EXCERPT PROVIDED:
"""

This tutorial will teach you how to use CSS3 to create even more attractive and easy to maintain websites.

First basics: The Cascading Style Sheets (CSS) are a programming language that allows us to style or format the web page in the way we want. Furthermore, it allows us to separate styling from content, structure and functionality of a web page. The CSS has evolved throughout the years that nowadays it provides a full precision control for elements spacing and positioning, color and gradients, fonts, text, backgrounds and everything else included.

Advantages of CSS3

The CSS3 is built as a group of modules, each of which describing a certain structure or content from a web page; for example these are some of the modules: selectors, animations, user interface, etc... Those modules have capacity to thoroughly deal with each and every aspect of a HTML document's structure in details.

There are numerous advantages of using CSS3. Some of the advantages of using CSS3 are listed here:

  • Usage of external style sheets saving site's load time
  • Usage of external style sheets simplifying site's coding and troubleshooting
  • Differentiation and isolation
  • Helps to achieve multi column layout
  • Flexibility in Handling
  • Handling multiple background images
  • Better graphical capabilities
  • Better control of over user interface
  • And more...

"""

Stored data:
"""

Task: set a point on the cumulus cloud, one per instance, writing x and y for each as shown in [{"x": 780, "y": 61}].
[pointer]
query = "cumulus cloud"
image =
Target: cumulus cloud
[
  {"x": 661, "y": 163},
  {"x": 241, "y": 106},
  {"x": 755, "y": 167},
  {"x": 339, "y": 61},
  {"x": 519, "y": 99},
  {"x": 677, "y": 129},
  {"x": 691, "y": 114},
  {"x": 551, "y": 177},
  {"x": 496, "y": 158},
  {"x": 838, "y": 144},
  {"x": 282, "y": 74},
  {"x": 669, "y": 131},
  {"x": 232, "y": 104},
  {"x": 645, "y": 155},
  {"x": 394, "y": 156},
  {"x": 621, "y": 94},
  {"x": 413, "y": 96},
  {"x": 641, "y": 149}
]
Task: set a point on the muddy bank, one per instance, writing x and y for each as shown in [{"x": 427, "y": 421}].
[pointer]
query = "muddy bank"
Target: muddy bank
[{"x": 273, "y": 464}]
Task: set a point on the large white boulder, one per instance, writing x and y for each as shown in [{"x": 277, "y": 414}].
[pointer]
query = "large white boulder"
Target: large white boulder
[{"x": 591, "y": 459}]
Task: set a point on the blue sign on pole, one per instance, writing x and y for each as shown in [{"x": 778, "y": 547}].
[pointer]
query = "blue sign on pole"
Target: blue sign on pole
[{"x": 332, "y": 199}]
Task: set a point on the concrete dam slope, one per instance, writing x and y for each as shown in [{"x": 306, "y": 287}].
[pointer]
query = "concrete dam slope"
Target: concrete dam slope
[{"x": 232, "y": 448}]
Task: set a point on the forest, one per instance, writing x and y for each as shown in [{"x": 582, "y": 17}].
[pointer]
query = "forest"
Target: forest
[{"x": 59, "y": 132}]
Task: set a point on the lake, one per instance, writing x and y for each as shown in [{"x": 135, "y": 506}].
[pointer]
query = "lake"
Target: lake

"""

WORK TO COMPLETE:
Which modules does the CSS3 tutorial give as examples of the modules CSS3 is built from?

EXPECTED OUTPUT:
Selectors, animations, and user interface.